▶ Required action:
Give back the line below containing "Each <instance> block" and every later line, exactly.

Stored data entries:
=======

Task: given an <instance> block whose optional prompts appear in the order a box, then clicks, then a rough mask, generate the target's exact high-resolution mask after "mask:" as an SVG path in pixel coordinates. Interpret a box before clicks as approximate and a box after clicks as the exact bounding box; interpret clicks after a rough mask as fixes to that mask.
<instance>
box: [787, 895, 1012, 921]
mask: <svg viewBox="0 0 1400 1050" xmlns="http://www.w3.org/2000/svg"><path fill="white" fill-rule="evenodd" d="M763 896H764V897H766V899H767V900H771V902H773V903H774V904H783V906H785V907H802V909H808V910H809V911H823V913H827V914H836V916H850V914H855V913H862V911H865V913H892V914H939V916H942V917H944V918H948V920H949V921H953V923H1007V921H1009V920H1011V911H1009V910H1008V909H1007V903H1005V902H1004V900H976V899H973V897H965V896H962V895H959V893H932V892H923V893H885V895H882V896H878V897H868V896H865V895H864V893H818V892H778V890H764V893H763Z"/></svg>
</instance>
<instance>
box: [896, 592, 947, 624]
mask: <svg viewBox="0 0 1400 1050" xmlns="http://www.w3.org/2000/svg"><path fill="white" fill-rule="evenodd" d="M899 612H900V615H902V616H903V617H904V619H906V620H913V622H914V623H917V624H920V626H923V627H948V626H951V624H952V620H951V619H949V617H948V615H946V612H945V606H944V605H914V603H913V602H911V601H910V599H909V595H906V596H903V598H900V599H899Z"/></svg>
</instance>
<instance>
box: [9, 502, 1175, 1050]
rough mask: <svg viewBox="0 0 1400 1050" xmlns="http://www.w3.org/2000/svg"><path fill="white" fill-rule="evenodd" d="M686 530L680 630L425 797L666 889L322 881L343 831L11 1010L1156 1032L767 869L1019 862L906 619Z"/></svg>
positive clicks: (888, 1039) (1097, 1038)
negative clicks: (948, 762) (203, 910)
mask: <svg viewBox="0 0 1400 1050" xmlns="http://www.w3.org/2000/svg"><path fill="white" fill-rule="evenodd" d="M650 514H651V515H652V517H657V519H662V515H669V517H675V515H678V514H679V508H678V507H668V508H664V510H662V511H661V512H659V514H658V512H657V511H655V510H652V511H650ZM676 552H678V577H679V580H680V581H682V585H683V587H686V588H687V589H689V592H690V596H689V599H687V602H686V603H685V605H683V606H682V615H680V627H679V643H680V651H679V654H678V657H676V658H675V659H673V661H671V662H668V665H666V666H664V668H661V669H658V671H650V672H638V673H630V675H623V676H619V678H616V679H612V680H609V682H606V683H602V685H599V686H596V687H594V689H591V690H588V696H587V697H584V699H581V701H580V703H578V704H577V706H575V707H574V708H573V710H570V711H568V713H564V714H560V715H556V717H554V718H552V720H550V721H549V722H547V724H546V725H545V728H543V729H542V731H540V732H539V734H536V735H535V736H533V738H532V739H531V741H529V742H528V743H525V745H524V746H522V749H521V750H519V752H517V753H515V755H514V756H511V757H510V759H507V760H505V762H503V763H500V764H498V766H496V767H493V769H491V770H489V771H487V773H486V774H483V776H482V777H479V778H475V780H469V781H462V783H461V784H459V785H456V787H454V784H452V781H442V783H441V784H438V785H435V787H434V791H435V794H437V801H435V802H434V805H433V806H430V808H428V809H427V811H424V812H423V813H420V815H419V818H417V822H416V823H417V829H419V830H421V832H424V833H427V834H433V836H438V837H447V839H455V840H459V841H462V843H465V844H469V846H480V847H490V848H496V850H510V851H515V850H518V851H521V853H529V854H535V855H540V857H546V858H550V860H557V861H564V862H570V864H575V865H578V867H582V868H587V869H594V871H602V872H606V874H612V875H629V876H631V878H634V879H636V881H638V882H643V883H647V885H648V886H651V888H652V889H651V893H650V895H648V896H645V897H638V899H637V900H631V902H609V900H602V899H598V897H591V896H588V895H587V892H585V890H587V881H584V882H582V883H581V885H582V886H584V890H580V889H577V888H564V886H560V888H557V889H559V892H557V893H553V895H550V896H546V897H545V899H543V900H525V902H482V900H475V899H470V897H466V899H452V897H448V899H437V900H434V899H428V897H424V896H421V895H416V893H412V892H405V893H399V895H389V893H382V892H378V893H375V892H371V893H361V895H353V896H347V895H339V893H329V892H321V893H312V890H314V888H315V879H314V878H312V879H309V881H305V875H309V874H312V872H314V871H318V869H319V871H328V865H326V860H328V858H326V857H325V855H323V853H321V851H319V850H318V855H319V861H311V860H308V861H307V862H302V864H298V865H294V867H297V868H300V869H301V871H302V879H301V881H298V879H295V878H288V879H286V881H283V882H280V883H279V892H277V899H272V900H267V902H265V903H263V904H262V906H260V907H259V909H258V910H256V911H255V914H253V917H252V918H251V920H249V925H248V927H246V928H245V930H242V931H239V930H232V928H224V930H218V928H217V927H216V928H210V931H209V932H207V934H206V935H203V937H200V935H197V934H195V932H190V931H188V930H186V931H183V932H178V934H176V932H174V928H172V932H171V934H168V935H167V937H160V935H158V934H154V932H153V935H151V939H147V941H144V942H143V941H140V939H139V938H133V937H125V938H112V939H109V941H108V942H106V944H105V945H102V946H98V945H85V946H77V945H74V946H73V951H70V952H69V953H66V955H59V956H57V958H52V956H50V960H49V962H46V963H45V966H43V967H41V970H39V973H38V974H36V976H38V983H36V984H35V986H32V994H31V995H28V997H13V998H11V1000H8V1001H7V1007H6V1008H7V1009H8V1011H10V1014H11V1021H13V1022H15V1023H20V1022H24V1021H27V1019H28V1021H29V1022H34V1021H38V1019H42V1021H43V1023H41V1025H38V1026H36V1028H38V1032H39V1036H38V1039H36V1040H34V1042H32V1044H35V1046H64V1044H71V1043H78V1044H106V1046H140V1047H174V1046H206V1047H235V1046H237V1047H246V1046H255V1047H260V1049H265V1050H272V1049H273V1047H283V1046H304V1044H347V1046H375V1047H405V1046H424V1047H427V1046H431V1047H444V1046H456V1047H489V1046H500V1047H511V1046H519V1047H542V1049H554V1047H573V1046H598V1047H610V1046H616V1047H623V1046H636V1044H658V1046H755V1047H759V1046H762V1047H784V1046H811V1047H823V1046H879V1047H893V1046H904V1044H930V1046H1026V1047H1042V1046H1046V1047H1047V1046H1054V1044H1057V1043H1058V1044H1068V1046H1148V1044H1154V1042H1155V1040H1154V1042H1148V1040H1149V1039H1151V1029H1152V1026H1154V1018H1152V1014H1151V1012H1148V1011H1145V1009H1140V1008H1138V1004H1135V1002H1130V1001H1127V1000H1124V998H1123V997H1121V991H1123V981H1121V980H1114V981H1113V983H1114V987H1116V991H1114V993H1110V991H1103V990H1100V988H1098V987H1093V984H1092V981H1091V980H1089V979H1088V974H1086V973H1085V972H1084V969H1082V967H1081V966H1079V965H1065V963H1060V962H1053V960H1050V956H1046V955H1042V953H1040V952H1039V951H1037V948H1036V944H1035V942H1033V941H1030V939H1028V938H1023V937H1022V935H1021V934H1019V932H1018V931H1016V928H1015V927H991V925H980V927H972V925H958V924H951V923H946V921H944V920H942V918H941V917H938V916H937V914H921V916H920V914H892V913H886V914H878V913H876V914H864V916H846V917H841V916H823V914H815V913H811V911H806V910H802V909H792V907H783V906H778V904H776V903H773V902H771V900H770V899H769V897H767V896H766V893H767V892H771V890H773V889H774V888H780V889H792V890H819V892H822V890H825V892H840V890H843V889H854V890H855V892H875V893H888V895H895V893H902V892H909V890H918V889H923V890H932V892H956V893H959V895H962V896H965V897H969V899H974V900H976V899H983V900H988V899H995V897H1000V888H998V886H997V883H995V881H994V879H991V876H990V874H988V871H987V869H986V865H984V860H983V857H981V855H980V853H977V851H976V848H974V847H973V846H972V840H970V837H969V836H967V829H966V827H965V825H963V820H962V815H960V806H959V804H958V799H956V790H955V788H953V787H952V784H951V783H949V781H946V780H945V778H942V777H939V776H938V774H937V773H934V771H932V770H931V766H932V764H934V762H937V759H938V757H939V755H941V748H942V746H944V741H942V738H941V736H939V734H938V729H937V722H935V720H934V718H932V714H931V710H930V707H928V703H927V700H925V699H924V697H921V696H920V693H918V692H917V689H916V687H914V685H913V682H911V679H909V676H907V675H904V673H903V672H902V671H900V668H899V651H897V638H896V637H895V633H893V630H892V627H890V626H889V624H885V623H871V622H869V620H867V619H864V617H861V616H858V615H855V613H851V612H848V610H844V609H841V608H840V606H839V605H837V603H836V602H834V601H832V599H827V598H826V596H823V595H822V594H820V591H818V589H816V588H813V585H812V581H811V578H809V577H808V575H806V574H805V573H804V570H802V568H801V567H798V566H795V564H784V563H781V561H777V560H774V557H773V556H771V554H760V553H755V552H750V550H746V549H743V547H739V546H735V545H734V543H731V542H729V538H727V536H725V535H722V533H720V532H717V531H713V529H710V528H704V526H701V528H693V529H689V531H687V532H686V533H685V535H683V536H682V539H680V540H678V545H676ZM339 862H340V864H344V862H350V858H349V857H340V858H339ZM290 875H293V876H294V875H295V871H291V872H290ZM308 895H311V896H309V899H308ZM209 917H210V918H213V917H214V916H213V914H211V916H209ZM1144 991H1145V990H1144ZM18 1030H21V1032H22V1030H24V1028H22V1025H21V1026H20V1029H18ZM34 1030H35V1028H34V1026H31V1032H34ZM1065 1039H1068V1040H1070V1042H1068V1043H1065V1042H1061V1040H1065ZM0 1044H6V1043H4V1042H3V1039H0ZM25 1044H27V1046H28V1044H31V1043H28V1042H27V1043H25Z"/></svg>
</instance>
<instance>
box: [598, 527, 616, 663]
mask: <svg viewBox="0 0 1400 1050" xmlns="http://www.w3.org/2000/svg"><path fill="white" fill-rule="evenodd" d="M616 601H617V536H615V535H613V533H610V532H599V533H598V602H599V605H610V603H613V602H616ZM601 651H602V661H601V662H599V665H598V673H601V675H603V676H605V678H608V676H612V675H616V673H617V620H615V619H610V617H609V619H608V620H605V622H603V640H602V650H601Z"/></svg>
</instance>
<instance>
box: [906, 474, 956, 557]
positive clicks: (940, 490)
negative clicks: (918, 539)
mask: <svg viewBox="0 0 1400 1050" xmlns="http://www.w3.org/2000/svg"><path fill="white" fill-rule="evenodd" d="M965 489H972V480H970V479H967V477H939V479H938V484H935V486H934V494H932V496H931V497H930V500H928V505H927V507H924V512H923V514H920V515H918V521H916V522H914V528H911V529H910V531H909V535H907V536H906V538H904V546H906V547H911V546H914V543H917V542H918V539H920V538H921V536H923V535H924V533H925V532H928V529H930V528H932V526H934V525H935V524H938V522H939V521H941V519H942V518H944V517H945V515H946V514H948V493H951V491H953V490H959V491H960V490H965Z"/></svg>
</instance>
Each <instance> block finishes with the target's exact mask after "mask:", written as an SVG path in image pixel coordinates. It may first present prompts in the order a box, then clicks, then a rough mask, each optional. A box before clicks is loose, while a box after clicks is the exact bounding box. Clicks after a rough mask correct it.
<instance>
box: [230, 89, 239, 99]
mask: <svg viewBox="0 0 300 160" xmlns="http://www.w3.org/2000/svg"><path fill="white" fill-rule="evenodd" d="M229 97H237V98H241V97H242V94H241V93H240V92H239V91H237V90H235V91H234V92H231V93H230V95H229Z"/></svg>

=======

▶ Result below:
Each <instance> block finishes with the target's exact mask after "mask:", written as an SVG path in image pixel coordinates. It may first present prompts in the order a box, then clicks, then a rough mask, each optional. A box before clicks is loose, while a box after clicks is the exact bounding box. Clicks after a rough mask correct it.
<instance>
box: [230, 89, 239, 99]
mask: <svg viewBox="0 0 300 160" xmlns="http://www.w3.org/2000/svg"><path fill="white" fill-rule="evenodd" d="M229 97H237V98H241V97H242V94H241V93H240V92H239V91H237V90H235V91H234V92H231V93H230V95H229Z"/></svg>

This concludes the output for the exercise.